▶ **Task requirements**
Convert the material below into a Markdown table with the columns Row and Line, giving each line its own numbered row. Skip blank lines and leave the pictures out.

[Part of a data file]
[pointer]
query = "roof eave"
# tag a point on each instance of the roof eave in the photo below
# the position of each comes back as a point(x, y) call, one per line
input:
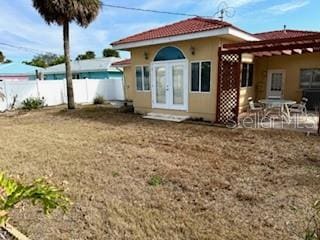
point(204, 34)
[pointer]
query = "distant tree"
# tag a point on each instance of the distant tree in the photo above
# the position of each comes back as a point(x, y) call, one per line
point(63, 12)
point(46, 60)
point(7, 61)
point(2, 57)
point(109, 52)
point(87, 55)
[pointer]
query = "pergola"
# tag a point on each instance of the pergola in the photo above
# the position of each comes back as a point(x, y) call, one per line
point(229, 69)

▶ **Answer in full**
| Row | Line |
|---|---|
| 1 | [pointer] |
| 2 | query = "roof eave" |
| 3 | # tag a point on each instance of the roof eave in the photo below |
| 4 | # the position of each comes back as a point(x, y) call, one per line |
| 5 | input: |
| 6 | point(204, 34) |
| 7 | [pointer] |
| 8 | query = "distant tree" |
| 9 | # tag a point on each instance of the distant tree in the photo above |
| 10 | # the position of each comes back as a point(x, y) call, one per line |
| 11 | point(63, 12) |
| 12 | point(46, 60) |
| 13 | point(7, 61) |
| 14 | point(2, 57) |
| 15 | point(109, 52) |
| 16 | point(87, 55) |
| 17 | [pointer] |
| 18 | query = "pergola" |
| 19 | # tag a point on each instance of the pergola in the photo above |
| 20 | # the position of each comes back as a point(x, y) call, one per line |
| 21 | point(229, 69) |